WHAT TO PRODUCE
Your reply must contain exactly the lines running from the one with "of the orange" to the last line of the entries below, both included, and no other lines.

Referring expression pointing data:
[Start of Attachment]

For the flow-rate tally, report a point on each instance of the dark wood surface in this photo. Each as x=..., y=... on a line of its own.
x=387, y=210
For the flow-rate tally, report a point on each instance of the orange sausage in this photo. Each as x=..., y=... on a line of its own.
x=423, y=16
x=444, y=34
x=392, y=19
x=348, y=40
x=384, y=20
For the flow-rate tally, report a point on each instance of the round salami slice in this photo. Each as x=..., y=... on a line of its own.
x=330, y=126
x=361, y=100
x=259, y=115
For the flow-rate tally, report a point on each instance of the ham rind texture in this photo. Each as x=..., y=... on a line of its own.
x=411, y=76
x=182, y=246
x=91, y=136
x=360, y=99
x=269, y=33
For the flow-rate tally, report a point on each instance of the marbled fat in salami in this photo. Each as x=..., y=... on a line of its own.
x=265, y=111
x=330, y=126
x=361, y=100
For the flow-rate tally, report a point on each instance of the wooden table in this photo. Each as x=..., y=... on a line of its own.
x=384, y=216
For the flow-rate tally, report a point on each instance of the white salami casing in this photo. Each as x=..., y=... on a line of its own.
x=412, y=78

[End of Attachment]

WRITTEN SOLUTION
For the flow-rate tally, report a point on each instance of the orange sausage in this photo. Each as x=..., y=... on a line of its own.
x=423, y=16
x=444, y=34
x=392, y=19
x=348, y=40
x=384, y=20
For the flow-rate tally, report a point on each instance of the round salami slice in this photo. Each as x=..., y=... on a line of its own.
x=330, y=126
x=361, y=100
x=259, y=115
For the flow-rate tally, report a point on each instance of the ham rind texture in this photo. Each as x=..., y=... on a line of its own.
x=411, y=76
x=182, y=246
x=91, y=136
x=360, y=99
x=269, y=33
For the flow-rate tally, report a point on each instance of the marbled fat in salami in this photo. Each as x=..., y=... on a line of its own.
x=265, y=111
x=330, y=126
x=361, y=100
For the flow-rate tally, report a point on each instance of the wooden table in this photo. Each as x=..., y=... on a line of its own.
x=384, y=216
For the flow-rate tally, report a point on each instance of the white salami casing in this photo. Each as x=..., y=... on a line of its own.
x=412, y=78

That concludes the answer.